§ **Texte proposé**
══════

Victorine de Oliveira
“La Maison des marées” (Albin Michel, 2005), de Kenneth White
Comme bon nombre d’entre vous, je prendrai la route pour la Bretagne cet été. Dans ma valise, j’emporterai du Kenneth White. Écrivain nomade d’origine écossaise, poète et essayiste influencé par Nietzsche, Heidegger ou Deleuze, il est le créateur de la « géopoétique », qui entend « densifier chez l’être humain sa présence au monde ». En 1983, envoûté par la Bretagne, il y pose ses valises. La Maison des marées raconte son installation, ses vagabondages à travers le pays armoricain, ses rencontres avec les marins et les fantômes qui hantent « les lieux déserts, les conditions élémentales et la pierre brute ». Dans une prose simple célébrant la beauté du quotidien, Kenneth White donne à entendre la « musique pure du paysage qui n’annonce rien ».
Octave Larmagnac-Matheron
“Consolation de la philosophie” (v. 524, Payot-Rivages, 2020), de Boèce
Nous sommes en 524 après J.-C., à Pavie, en Italie. Boèce croupit dans une prison. Accusé de complot par le nouveau maître d’Italie, l’Ostrogoth Théodoric, ce fin lettré passé par la politique renoue avec la philosophie païenne. Entre deux séances de torture, il imagine un dialogue avec la Philosophie, qu’il personnifie : « Il était difficile d’évaluer sa taille ; tantôt elle se réduisait aux mensurations humaines habituelles, tantôt elle donnait l’impression de se cogner la tête contre le ciel. » À travers leurs discussions imaginaires, Boèce tente de se consoler de son sort en explorant les champs du savoir et de la morale — le tout, de mémoire ! Une leçon de courage qui illustre avec lyrisme la puissance de la pensée face à l’arbitraire politique.
Alexandre Jadin
“L’Aventure, l’Ennui, le Sérieux” (Flammarion, 1963), de Vladimir Jankélévitch
Il y a des livres, comme celui-ci, qui donnent du relief et une saveur nouvelle à l’existence. Grand créateur de personnages moraux, Jankélévitch nous emmène à la découverte de « l’aventurier », ce téméraire qui « brûle de faire ce qu’il redoute le plus ». Avec sa plume généreuse, l’auteur égrène les péripéties que l’on peut traverser au cours d’une vie : de « l’aventure mortelle », qui finit parfois en tragédie, à « l’aventure amoureuse » des personnes qui se perdent dans les méandres de la passion. Passés les grands frissons du risque, le philosophe arpente les terrains secs et hostiles de « l’ennui » et du « sérieux ». On ferme le livre galvanisé et charmé, avec l’impression d’avoir touché du doigt les grands moments de la vie, entre allégresse et mélancolie.

══════

§ **Données fournies**
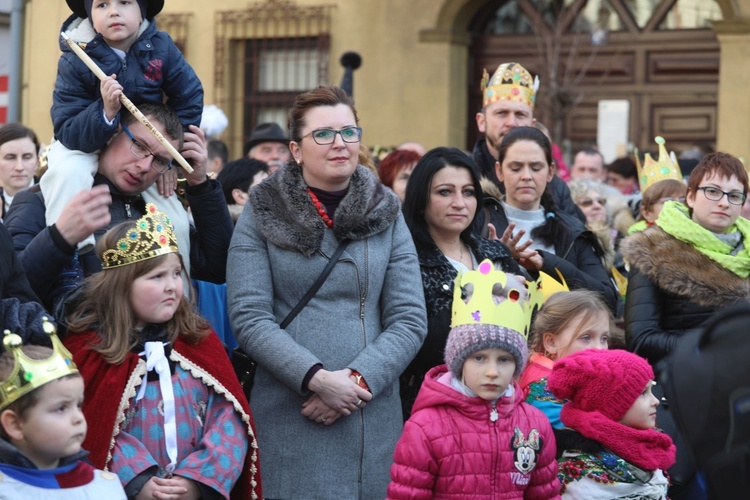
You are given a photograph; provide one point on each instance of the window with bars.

══════

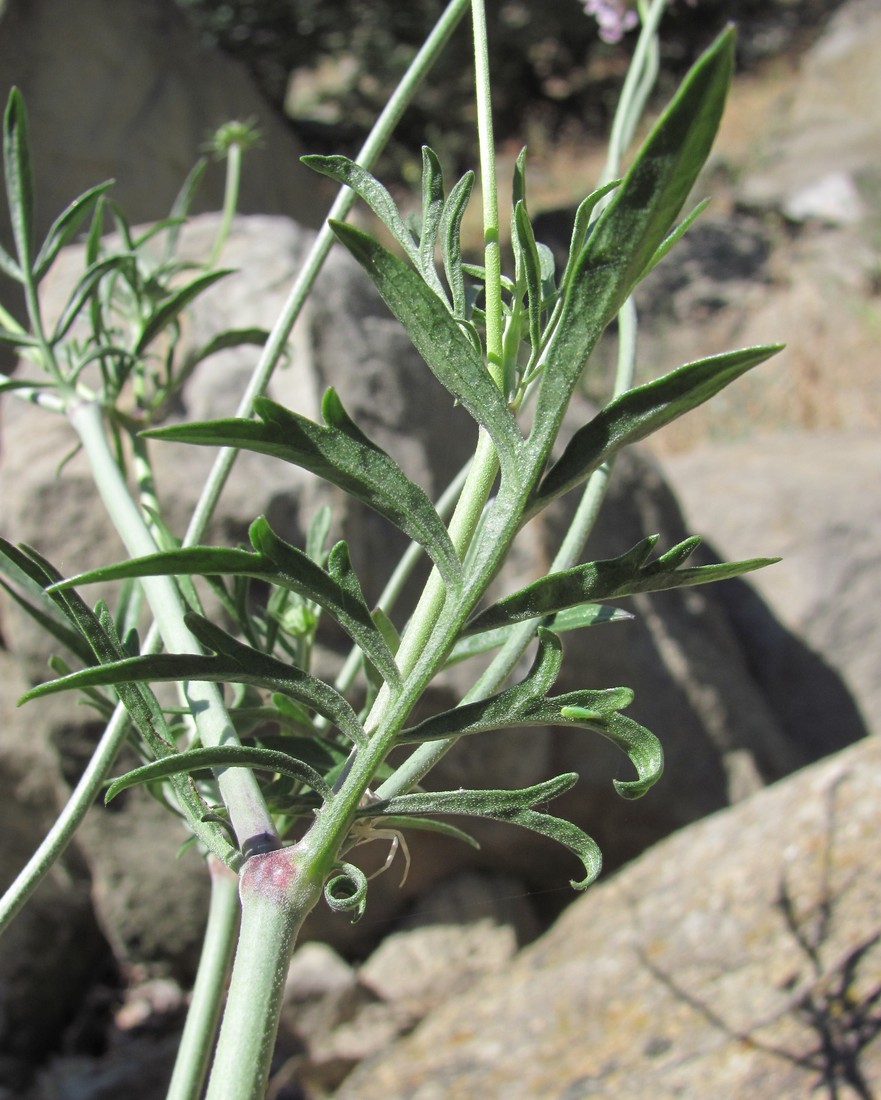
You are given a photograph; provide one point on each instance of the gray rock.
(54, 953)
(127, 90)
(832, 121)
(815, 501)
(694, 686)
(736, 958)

══════

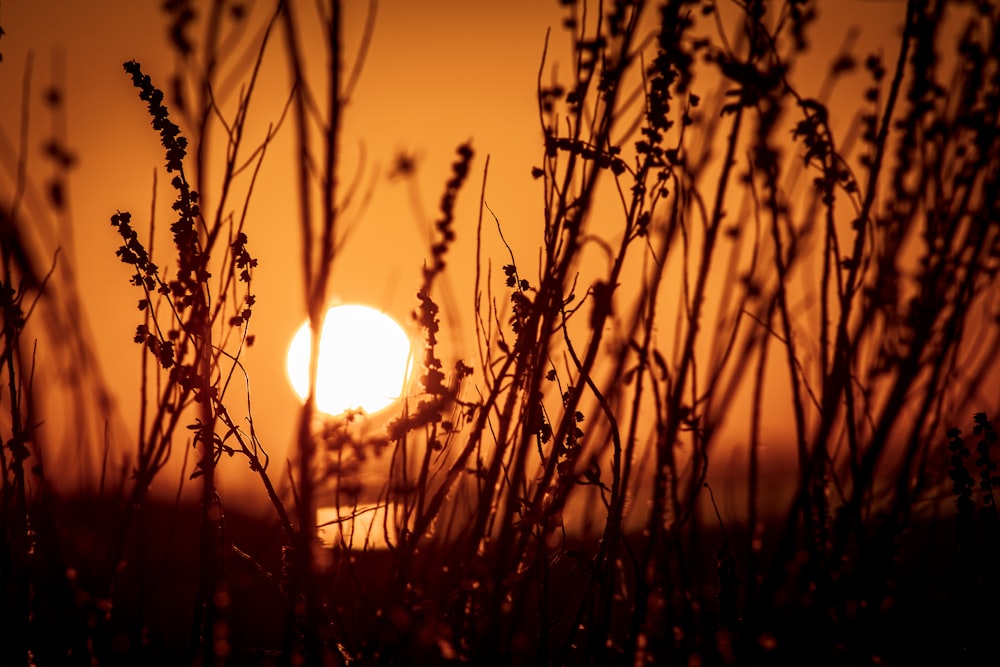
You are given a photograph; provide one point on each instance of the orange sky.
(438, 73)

══════

§ **Tâches et exercices**
1. Résumez en deux phrases le texte de recommandations de lecture.
2. D'après le texte de recommandations de lecture, en quelle année Kenneth White s'installe-t-il en Bretagne ?
3. Poursuivez le texte de recommandations de lecture à partir de sa dernière phrase.
Les données ci-dessus forment un matériau à part, distinct du texte.

§ **Réponses aux exercices**
1. Le texte recommande d'abord La Maison des marées de Kenneth White, qui raconte son installation en Bretagne et ses vagabondages, puis Consolation de la philosophie de Boèce, dialogue imaginé en prison avec la Philosophie personnifiée. Il conseille enfin L'Aventure, l'Ennui, le Sérieux de Jankélévitch, qui parcourt l'aventure, l'ennui et le sérieux comme des grands moments de la vie.

2. En 1983.

3.
Clara Degiovanni
“La Perfection inhérente à la vie” (ENSBA, 2013), d’Agnes Martin
C’est un petit livre que l’on m’a offert et que j’ai envie d’offrir à tout le monde depuis. La peintre canado-américaine Agnes Martin, dont les toiles abstraites ornées de motifs fragiles et de lignes rappellent les cahiers des écoliers, prend la plume pour célébrer La Perfection inhérente à la vie. Ce recueil d’aphorismes et de conférences, rédigés comme des poèmes en prose, mélange réflexions sur l’esthétique, éloge du « potentiel » de chacun et sentences sur la « sublimité » de la vie. Si l’absolu est « hors de notre portée », il ne faut pas se priver de le chercher : « Puis j’ai dessiné tous ces rectangles / Tous les gens étaient comme ces rectangles / Ils sont exactement comme l’herbe / C’est le chemin de la liberté. » On respire.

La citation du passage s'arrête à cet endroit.